__PROVIDED MATERIAL__
——————————

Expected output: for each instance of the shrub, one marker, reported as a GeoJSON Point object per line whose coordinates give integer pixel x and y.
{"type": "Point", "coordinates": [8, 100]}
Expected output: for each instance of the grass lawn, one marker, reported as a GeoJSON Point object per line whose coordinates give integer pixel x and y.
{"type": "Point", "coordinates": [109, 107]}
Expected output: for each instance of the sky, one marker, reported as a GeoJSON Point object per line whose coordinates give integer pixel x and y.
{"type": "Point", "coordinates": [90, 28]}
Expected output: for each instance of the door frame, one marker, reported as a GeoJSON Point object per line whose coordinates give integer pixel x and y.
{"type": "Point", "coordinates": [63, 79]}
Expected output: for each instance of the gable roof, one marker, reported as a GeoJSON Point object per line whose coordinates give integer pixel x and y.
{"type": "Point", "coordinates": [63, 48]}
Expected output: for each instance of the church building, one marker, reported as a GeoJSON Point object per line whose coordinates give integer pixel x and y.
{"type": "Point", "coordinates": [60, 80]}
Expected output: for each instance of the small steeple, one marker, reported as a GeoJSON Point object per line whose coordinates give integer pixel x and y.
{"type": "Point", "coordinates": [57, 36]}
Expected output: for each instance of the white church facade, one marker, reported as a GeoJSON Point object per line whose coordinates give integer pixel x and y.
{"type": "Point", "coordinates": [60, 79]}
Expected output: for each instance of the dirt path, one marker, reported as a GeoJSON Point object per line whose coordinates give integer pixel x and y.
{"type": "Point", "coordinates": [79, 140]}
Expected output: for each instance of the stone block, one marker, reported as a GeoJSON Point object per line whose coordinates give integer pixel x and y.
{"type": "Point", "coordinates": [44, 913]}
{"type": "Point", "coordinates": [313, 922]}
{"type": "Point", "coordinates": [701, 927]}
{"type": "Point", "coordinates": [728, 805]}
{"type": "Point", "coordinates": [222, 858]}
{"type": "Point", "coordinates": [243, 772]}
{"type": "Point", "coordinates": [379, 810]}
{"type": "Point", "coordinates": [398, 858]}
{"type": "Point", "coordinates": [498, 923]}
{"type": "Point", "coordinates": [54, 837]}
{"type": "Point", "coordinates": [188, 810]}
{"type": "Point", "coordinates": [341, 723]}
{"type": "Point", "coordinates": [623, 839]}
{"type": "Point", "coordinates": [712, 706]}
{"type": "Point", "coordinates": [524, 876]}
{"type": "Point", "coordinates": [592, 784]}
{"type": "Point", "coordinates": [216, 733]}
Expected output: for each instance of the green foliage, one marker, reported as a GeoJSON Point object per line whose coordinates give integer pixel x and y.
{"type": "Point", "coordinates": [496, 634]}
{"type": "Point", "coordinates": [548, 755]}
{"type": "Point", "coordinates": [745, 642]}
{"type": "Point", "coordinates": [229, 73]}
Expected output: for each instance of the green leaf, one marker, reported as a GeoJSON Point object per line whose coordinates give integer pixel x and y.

——————————

__PROBLEM TO WORK ON__
Retype all of the material, keeping each line exact.

__RESULT OF THE TASK__
Expected output: for each instance of the shrub, one marker, reported as a GeoJSON Point object per line whose coordinates give integer pixel x and y.
{"type": "Point", "coordinates": [8, 100]}
Expected output: for each instance of the grass lawn, one marker, reported as a GeoJSON Point object per line whose coordinates give integer pixel x and y.
{"type": "Point", "coordinates": [109, 107]}
Expected output: for each instance of the sky, one marker, reported as a GeoJSON Point object per line whose coordinates give integer pixel x and y.
{"type": "Point", "coordinates": [90, 28]}
Expected output: for each instance of the door frame, one marker, reported as a GeoJSON Point object per line whose coordinates give integer pixel x and y.
{"type": "Point", "coordinates": [63, 79]}
Expected output: for each instance of the gable roof, one marker, reported as a GeoJSON Point object per line whose coordinates give integer pixel x and y.
{"type": "Point", "coordinates": [63, 48]}
Expected output: for each instance of the church building, one marker, reported as a GeoJSON Point object per line whose coordinates give integer pixel x and y.
{"type": "Point", "coordinates": [60, 80]}
Expected output: for each instance of the small steeple, one marker, reported as a GeoJSON Point object per line whose coordinates give integer pixel x and y.
{"type": "Point", "coordinates": [57, 36]}
Expected output: for each instance of the white church facade, one marker, reported as a GeoJSON Point object per line whose coordinates give integer pixel x and y.
{"type": "Point", "coordinates": [60, 79]}
Expected output: for each instance of the dirt path, one marker, reported as a GeoJSON Point object per line whose coordinates give integer pixel x and y.
{"type": "Point", "coordinates": [79, 140]}
Expected output: for each instance of the stone block, one marker, reported as a GeoJSON Point object per line whose coordinates give integer pixel x and y.
{"type": "Point", "coordinates": [44, 913]}
{"type": "Point", "coordinates": [313, 922]}
{"type": "Point", "coordinates": [701, 927]}
{"type": "Point", "coordinates": [728, 805]}
{"type": "Point", "coordinates": [222, 858]}
{"type": "Point", "coordinates": [243, 772]}
{"type": "Point", "coordinates": [379, 810]}
{"type": "Point", "coordinates": [398, 858]}
{"type": "Point", "coordinates": [498, 923]}
{"type": "Point", "coordinates": [54, 837]}
{"type": "Point", "coordinates": [188, 810]}
{"type": "Point", "coordinates": [341, 723]}
{"type": "Point", "coordinates": [623, 839]}
{"type": "Point", "coordinates": [712, 706]}
{"type": "Point", "coordinates": [524, 876]}
{"type": "Point", "coordinates": [592, 784]}
{"type": "Point", "coordinates": [216, 733]}
Expected output: for each instance of the green foliage, one marker, reported as a GeoJSON Point object per line whose coordinates give integer pixel x and y.
{"type": "Point", "coordinates": [496, 634]}
{"type": "Point", "coordinates": [548, 755]}
{"type": "Point", "coordinates": [745, 642]}
{"type": "Point", "coordinates": [229, 73]}
Expected output: for each instance of the green leaf, one marker, reported as a GeoJSON Point object per line whose coordinates give integer pixel x and y.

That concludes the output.